#### SUAS INSTRUÇÕES:
Reproduza, sem alterações, a parte do texto sobre o jugo da maioria que começa nas palavras "Fora da força" e termina após "2000, p. 152).".

==== PASSAGEM EXTRAÍDA ====

Fora da força da maioria, a sociedade encontra-se num completo desabrigo político, no qual nada há, senão a total ausência de direitos. Não há instância a quem recorrer, pois todas vivem sob o jugo da maioria, seja o legislativo, o executivo, a força pública ou o judiciário. “Por mais iníqua e insensata que seja a medida a atingi-lo, você tem de se submeter a ela”. Nessas condições, o “espírito democrático” que pode fazer maravilhas, não produzirá mais que um governo sem virtude e sem grandeza, pois cada um de seus membros está mais preocupado com seus assuntos privados do que com as questões públicas; mais com seus interesses pessoais do que com a grandeza da nação (cf. MAGALHÃES, 2000, p. 152).

==== LINHAS EXTRAÍDAS ====

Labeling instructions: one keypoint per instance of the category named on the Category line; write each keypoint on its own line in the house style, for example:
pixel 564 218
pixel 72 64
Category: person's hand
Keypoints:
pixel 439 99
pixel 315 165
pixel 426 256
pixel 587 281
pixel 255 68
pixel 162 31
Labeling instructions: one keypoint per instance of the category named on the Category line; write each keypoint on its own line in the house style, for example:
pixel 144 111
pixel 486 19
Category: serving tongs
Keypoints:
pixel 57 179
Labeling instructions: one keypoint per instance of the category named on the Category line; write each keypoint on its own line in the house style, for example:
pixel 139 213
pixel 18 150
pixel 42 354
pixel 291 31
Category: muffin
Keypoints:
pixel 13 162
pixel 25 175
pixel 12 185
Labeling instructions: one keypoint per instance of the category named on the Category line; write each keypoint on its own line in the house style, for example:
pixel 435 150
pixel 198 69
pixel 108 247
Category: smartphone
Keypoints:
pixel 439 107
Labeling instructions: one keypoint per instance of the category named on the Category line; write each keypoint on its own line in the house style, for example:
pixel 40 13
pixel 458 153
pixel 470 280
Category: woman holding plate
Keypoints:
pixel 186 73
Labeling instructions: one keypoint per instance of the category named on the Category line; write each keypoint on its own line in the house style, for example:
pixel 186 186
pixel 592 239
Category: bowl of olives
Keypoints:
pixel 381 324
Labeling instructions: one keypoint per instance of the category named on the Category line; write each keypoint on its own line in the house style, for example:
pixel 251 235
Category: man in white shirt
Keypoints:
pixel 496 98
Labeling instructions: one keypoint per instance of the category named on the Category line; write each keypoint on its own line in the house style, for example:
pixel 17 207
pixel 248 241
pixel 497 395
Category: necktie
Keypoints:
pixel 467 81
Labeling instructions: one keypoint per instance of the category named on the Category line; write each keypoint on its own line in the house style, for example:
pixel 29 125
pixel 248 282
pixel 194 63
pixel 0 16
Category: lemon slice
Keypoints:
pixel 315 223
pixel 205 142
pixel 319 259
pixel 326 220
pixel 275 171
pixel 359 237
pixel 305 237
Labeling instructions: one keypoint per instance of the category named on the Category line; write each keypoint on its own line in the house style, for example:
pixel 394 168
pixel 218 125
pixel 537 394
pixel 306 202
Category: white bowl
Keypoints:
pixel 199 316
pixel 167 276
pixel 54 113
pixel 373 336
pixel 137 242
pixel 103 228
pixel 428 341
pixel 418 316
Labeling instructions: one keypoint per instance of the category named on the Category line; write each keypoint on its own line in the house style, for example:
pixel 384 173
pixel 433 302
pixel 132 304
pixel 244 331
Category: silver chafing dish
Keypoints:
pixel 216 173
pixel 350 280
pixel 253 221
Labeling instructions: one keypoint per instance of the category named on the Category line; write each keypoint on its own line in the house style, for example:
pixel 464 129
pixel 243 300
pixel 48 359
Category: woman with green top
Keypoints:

====

#### RESPOSTA COMPLETA:
Fora da força da maioria, a sociedade encontra-se num completo desabrigo político, no qual nada há, senão a total ausência de direitos. Não há instância a quem recorrer, pois todas vivem sob o jugo da maioria, seja o legislativo, o executivo, a força pública ou o judiciário. “Por mais iníqua e insensata que seja a medida a atingi-lo, você tem de se submeter a ela”. Nessas condições, o “espírito democrático” que pode fazer maravilhas, não produzirá mais que um governo sem virtude e sem grandeza, pois cada um de seus membros está mais preocupado com seus assuntos privados do que com as questões públicas; mais com seus interesses pessoais do que com a grandeza da nação (cf. MAGALHÃES, 2000, p. 152).